Transcribe only the stretch of lines that opens with the line containing "Could you point to the dark" and closes with the last line of the listing, skipping pictures.

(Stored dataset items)
═══

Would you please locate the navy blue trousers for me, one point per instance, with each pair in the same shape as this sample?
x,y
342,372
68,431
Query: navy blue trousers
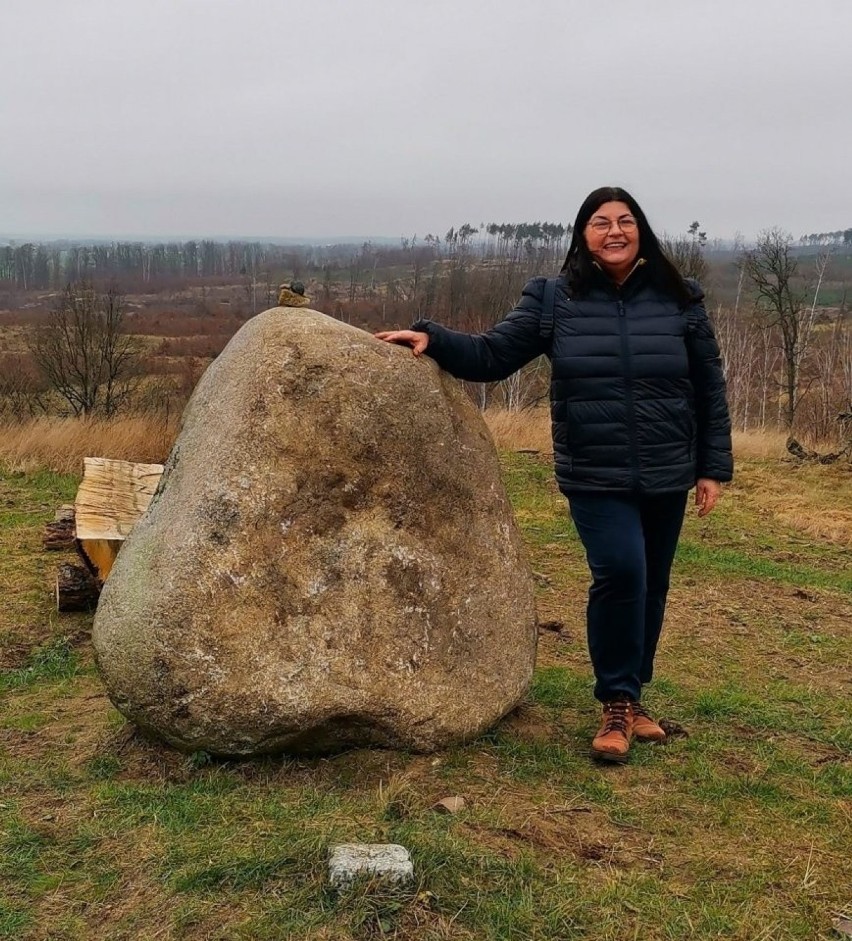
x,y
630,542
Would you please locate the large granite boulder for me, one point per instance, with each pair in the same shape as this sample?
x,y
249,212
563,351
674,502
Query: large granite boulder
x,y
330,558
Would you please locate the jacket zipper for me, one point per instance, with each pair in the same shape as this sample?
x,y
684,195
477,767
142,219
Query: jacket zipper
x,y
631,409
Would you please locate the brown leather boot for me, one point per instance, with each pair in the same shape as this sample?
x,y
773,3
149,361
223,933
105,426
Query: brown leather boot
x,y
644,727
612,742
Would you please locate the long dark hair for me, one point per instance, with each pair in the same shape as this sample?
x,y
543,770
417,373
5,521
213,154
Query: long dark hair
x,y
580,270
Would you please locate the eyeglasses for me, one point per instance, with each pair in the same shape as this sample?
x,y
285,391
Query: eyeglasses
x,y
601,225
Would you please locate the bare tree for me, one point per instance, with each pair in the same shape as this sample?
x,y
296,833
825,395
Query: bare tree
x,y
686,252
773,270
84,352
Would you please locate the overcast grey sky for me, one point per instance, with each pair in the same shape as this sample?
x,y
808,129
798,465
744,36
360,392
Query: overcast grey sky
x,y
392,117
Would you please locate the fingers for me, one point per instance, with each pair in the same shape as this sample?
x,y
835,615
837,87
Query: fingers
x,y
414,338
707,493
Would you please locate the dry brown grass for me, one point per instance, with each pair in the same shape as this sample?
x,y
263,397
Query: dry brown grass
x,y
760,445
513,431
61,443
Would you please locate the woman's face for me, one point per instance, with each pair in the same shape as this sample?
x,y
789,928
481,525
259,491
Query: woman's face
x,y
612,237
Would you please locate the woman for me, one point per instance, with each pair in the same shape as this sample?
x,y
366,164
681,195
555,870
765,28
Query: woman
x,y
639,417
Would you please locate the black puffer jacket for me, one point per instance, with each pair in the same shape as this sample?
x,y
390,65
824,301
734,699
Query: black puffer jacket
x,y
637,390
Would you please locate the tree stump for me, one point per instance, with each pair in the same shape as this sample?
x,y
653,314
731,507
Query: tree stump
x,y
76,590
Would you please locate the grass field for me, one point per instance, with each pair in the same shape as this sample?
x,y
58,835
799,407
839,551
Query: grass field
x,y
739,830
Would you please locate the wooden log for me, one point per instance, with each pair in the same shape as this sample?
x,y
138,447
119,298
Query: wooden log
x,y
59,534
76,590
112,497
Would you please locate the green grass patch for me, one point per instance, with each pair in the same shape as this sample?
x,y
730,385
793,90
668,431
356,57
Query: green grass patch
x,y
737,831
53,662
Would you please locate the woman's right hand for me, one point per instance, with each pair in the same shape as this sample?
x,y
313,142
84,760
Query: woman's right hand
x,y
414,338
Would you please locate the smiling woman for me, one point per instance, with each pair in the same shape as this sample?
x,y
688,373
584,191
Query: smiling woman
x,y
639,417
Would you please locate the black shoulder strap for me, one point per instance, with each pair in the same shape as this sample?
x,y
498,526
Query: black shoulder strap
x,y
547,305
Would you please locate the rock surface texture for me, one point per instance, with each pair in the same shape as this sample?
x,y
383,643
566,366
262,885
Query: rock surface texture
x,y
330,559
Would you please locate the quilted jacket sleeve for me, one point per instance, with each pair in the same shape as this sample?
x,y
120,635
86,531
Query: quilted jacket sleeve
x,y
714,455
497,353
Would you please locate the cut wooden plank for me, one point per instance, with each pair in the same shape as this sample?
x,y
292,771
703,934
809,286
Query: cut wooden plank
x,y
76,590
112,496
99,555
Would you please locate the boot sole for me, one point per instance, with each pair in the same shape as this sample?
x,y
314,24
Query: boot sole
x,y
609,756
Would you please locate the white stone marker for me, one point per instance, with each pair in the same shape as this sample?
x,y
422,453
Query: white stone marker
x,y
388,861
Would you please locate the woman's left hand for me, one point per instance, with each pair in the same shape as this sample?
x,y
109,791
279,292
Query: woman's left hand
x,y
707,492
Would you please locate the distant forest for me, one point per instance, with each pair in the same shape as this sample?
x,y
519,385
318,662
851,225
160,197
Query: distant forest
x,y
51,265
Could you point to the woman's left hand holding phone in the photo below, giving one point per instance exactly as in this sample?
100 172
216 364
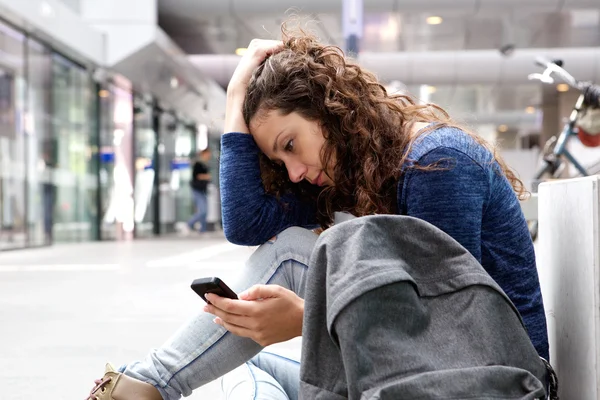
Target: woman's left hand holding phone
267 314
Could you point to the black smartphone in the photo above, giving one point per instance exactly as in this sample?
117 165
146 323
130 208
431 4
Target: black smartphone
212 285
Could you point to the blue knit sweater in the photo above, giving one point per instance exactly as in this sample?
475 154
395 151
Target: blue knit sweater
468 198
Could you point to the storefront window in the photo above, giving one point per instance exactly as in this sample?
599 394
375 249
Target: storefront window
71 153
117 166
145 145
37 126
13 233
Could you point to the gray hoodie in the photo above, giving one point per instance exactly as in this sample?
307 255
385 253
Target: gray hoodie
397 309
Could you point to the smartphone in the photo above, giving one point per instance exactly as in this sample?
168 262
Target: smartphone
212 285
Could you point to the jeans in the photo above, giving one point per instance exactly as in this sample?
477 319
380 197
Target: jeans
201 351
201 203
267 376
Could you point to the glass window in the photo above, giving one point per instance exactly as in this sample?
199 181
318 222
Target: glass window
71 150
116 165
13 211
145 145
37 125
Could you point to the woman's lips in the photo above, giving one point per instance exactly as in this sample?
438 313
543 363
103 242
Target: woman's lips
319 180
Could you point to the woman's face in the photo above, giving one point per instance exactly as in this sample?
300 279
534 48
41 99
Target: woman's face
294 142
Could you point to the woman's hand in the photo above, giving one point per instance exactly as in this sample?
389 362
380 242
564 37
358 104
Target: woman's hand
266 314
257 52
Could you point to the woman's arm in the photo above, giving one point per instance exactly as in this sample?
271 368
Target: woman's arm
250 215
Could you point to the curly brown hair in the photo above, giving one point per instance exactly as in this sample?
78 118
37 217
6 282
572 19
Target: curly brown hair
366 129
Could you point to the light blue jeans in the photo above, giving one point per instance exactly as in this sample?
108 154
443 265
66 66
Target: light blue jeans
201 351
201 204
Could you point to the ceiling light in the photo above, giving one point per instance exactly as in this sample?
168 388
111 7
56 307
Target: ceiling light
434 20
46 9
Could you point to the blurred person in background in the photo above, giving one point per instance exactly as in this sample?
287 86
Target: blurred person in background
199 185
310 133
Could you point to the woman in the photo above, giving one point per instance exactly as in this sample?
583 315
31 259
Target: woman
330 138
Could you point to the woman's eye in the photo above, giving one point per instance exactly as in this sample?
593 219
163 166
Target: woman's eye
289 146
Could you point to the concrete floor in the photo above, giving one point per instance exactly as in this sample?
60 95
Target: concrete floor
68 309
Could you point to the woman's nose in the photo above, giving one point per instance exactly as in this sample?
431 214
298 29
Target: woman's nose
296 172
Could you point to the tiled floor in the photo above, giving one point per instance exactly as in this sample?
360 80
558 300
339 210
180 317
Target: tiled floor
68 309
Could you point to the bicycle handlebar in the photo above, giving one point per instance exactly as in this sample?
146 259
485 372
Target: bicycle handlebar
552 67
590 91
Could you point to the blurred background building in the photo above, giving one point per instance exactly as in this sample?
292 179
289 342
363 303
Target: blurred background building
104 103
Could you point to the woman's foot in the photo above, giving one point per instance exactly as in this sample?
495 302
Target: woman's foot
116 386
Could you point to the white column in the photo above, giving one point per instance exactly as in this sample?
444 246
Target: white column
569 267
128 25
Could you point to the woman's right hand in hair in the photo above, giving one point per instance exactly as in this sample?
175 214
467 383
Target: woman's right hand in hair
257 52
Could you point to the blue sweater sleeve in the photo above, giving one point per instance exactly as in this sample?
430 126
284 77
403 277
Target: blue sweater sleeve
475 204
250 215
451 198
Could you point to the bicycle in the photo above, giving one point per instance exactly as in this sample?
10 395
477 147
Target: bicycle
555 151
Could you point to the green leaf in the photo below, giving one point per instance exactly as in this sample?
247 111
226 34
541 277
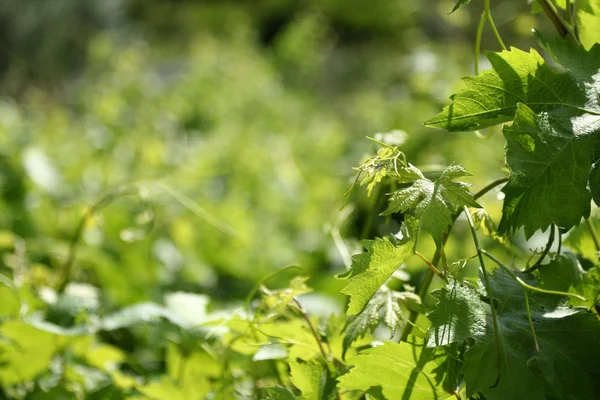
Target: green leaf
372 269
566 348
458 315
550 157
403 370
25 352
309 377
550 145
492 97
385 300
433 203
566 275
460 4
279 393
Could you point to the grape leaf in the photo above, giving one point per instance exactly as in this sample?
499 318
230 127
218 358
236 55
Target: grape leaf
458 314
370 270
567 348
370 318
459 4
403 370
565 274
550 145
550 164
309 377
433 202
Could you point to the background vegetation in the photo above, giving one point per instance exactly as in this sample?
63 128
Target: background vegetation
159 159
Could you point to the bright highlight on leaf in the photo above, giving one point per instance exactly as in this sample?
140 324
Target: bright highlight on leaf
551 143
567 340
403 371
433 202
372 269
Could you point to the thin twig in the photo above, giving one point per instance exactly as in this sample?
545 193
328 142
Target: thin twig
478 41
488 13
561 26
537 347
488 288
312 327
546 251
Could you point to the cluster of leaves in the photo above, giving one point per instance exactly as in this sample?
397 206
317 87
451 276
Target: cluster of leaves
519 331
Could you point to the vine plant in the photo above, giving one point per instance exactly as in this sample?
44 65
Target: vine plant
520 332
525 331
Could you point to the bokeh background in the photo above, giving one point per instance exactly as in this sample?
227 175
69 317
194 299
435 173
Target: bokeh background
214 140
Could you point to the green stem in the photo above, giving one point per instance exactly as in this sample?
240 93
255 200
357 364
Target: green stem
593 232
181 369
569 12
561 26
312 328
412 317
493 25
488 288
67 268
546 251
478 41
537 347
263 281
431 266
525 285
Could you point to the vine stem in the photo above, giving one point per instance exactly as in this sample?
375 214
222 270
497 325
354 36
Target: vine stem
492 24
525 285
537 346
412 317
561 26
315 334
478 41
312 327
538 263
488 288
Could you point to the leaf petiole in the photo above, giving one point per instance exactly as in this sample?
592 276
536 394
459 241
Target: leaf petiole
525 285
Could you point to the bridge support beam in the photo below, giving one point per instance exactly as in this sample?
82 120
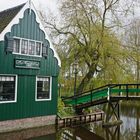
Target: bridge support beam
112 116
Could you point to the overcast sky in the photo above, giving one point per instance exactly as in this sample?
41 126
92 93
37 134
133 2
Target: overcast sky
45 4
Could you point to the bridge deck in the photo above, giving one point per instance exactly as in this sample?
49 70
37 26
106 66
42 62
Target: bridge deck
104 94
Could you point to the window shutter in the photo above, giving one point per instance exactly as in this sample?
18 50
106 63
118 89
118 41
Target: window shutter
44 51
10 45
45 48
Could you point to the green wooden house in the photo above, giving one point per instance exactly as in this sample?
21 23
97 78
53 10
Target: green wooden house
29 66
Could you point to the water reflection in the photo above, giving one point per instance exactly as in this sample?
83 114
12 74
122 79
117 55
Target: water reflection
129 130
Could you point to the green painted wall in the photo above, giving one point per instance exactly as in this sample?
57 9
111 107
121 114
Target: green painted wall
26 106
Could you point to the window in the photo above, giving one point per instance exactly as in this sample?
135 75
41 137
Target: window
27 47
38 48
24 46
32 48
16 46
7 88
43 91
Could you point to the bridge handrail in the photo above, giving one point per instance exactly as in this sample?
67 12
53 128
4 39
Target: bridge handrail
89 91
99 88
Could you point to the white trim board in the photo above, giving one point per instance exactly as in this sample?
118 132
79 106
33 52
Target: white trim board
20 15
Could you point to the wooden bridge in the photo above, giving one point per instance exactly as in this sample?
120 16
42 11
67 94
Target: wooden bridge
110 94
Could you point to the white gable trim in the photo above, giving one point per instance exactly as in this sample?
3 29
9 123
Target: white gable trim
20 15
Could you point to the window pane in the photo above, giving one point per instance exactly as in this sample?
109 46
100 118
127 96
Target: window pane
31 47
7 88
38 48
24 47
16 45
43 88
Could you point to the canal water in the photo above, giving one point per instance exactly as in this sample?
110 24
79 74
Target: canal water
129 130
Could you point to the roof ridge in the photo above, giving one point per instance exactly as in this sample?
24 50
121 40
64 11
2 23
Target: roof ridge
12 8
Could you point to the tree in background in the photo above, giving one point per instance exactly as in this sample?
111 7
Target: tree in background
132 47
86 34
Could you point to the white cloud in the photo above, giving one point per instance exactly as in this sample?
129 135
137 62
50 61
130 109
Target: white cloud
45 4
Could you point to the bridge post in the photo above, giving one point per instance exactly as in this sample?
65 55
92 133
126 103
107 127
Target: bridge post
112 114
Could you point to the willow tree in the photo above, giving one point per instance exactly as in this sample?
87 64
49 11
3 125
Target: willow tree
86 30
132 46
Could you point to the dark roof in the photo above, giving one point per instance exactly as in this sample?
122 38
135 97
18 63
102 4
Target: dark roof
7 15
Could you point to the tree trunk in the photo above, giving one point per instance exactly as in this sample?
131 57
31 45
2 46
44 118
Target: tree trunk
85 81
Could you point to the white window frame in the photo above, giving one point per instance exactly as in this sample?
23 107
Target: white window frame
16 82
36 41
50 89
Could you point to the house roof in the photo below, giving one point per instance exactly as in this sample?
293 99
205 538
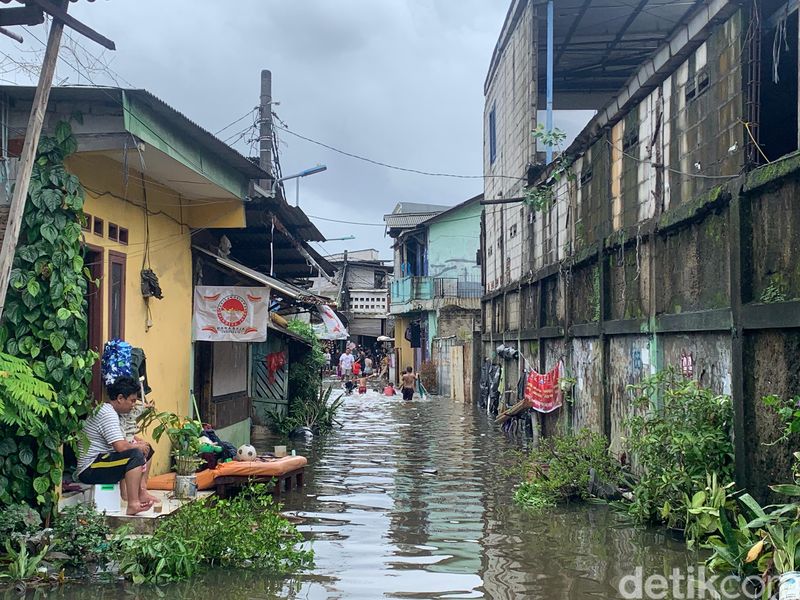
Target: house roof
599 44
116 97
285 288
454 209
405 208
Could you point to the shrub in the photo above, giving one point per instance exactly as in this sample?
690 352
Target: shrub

═══

### Written solution
Could you point to the dark roof in the photo above, giving one point per instance exactly as in this sample?
122 38
135 97
18 63
102 4
Target: dark roof
7 15
Could you point to the tree trunk in the photo above, giving one point per instance exactly as in this sample?
131 57
31 45
2 46
44 118
Target: tree trunk
85 81
Could you point to the white window frame in the photo above, giving one point per instance exactly as in this sample?
23 107
Target: white window frame
16 82
36 41
50 89
Could you point to the house roof in the photo below, giving one point per instance exactly as in this sample?
293 99
205 538
Target: house roof
599 44
116 97
285 288
454 209
405 208
Could you point to the shrub in the photo above, giving one point per instance exactly as in this sample?
690 352
Target: shrub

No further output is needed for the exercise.